_Aim of the exercise_
Reproduce the listing below exactly. Pictures do not belong in the copy.
*** Dataset content
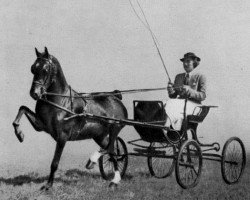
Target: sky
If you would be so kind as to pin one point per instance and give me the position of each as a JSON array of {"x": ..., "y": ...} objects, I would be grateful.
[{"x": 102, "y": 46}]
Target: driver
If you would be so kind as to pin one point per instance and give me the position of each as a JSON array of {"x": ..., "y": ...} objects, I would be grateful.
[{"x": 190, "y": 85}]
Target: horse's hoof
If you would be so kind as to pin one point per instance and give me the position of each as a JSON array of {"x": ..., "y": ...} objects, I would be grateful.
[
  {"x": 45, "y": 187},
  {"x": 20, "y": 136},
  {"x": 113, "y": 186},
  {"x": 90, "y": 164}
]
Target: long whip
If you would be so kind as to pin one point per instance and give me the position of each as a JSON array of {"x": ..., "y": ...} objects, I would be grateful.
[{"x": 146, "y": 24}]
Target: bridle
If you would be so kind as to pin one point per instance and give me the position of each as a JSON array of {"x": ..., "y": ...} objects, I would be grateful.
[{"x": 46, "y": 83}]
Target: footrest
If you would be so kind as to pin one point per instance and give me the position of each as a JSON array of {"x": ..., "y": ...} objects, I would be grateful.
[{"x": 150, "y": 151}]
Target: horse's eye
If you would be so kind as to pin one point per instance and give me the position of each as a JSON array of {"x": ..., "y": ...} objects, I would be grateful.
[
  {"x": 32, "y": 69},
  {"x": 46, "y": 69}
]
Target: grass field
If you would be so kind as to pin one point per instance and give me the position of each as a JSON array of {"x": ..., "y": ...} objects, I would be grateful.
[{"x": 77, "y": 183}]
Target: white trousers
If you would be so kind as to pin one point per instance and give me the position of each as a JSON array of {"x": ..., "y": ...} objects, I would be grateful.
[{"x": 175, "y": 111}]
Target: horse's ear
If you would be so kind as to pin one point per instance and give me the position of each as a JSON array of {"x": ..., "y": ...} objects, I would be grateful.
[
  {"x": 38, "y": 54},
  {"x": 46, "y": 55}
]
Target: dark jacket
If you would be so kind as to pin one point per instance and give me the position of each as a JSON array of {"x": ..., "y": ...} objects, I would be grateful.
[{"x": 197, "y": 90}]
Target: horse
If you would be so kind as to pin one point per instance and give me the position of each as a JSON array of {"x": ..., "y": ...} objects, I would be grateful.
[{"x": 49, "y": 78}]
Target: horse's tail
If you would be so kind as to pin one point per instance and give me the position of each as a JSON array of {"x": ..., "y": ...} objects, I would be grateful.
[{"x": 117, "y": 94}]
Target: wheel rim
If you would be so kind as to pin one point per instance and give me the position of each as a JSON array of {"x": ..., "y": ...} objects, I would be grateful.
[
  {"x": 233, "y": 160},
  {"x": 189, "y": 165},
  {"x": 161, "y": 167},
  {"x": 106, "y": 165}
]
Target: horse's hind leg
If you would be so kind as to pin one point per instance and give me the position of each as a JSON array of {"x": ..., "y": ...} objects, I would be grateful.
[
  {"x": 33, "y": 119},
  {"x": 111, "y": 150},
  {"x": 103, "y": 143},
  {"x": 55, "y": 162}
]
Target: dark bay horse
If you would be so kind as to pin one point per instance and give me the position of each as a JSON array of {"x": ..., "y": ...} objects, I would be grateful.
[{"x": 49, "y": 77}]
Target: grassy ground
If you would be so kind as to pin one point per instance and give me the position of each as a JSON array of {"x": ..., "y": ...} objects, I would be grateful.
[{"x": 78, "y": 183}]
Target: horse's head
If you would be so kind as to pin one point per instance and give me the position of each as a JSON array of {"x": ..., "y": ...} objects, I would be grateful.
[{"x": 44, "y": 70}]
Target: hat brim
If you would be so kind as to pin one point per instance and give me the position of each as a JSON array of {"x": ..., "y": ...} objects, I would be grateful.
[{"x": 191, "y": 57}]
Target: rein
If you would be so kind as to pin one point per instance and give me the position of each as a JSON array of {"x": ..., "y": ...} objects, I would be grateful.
******
_Right answer_
Target: sky
If you would be so kind as to pin one point per instance and give me the position of each as a JSON array of {"x": ..., "y": ...} objects, I would be grateful.
[{"x": 102, "y": 46}]
Target: driver
If you would be so kind as to pin one point per instance and give me the position of each as a JSON array of {"x": ..., "y": ...} objects, I would be grateful.
[{"x": 190, "y": 85}]
Target: horse's hoof
If you would be so kind as to pin one point per instance and give me the position of each as a JSON array of {"x": ..., "y": ...} objects, I would be grateful.
[
  {"x": 45, "y": 187},
  {"x": 20, "y": 136},
  {"x": 113, "y": 186},
  {"x": 90, "y": 164}
]
Target: long whip
If you would be so kind as to pin one point per instance and give me the position of each as a JSON array of {"x": ..., "y": ...} objects, I would be grateful.
[{"x": 146, "y": 24}]
Target: bridle
If you would be so kind as to pin one point per instance and give me the position of each as a JSON array of {"x": ..., "y": ...} objects, I would be grateful.
[{"x": 46, "y": 83}]
Target: footrest
If you would be so kind as to pin one point per instance and give me the position of each as a JSON array of {"x": ..., "y": ...} objects, I would be grateful.
[{"x": 150, "y": 151}]
Target: horse's eye
If you would be so kind as to pin one point per instance and give me the position of each as a JSON array of {"x": ..., "y": ...} objects, I would be grateful.
[
  {"x": 32, "y": 69},
  {"x": 46, "y": 69}
]
Target: grass field
If you would be so kind as to pin one point per instance and give me the position of each as a JSON array of {"x": ..., "y": ...} objects, I would be grateful.
[{"x": 77, "y": 183}]
Target: white trousers
If you would be so kind as to pin one point per instance and give me the position of each as a JSON array of {"x": ..., "y": ...} objects, I would be grateful.
[{"x": 175, "y": 111}]
Target: horse's ear
If you would be so kind as to pin one point per instance and give me the position of each as a JSON array of {"x": ..., "y": ...} objects, I would be grateful.
[
  {"x": 38, "y": 54},
  {"x": 46, "y": 55}
]
Target: dark jacket
If you would be so kind as to pin one point per instance and give me the position of each as a JSON array of {"x": ..., "y": ...} objects, I would be grateful.
[{"x": 197, "y": 90}]
Target: horse
If you would be so kind as to pin one point per instance and give me the position of each as a JSON array of {"x": ..., "y": ...} objects, I would be grateful.
[{"x": 49, "y": 78}]
Target: horse's tail
If you would be so kind as to pin one point per instance and give me the position of each as a JSON array of {"x": ..., "y": ...} objects, I would be grateful.
[{"x": 117, "y": 94}]
Target: wheel rim
If you would be so kind as to pin one point per instance and give me the position of each as a JSON array of {"x": ..., "y": ...} objects, I would be grateful.
[
  {"x": 233, "y": 160},
  {"x": 189, "y": 165},
  {"x": 161, "y": 167},
  {"x": 106, "y": 165}
]
Target: horse's hind leg
If you would be so kind as to pin one point per instance and give me the position of each as a JSON array of {"x": ..., "y": ...} objects, I would be grateful.
[
  {"x": 33, "y": 119},
  {"x": 111, "y": 150},
  {"x": 103, "y": 143},
  {"x": 55, "y": 162}
]
Target: dark bay horse
If you would be so kind as to pin one point per instance and give me the position of each as a JSON array of {"x": ..., "y": ...} objects, I would be grateful.
[{"x": 49, "y": 77}]
Target: grassy ground
If you would be so kind as to pin one point per instance and give me the position of each as a JSON array of {"x": ..., "y": ...} objects, I would be grateful.
[{"x": 78, "y": 183}]
Target: horse's head
If you would be so kind as to pin one point per instance and give me the position of each as a JSON array of {"x": ..., "y": ...} objects, I would be grateful.
[{"x": 44, "y": 70}]
Target: hat brim
If you would be so kind as to pin one point per instance and give me the position of each as a JSON array of {"x": ..., "y": ...} objects, I would be grateful.
[{"x": 191, "y": 57}]
Target: rein
If you would be so kind as to pin one point per instance and give me the position of each as a JSON array of {"x": ..., "y": ...} objects, I would be grateful.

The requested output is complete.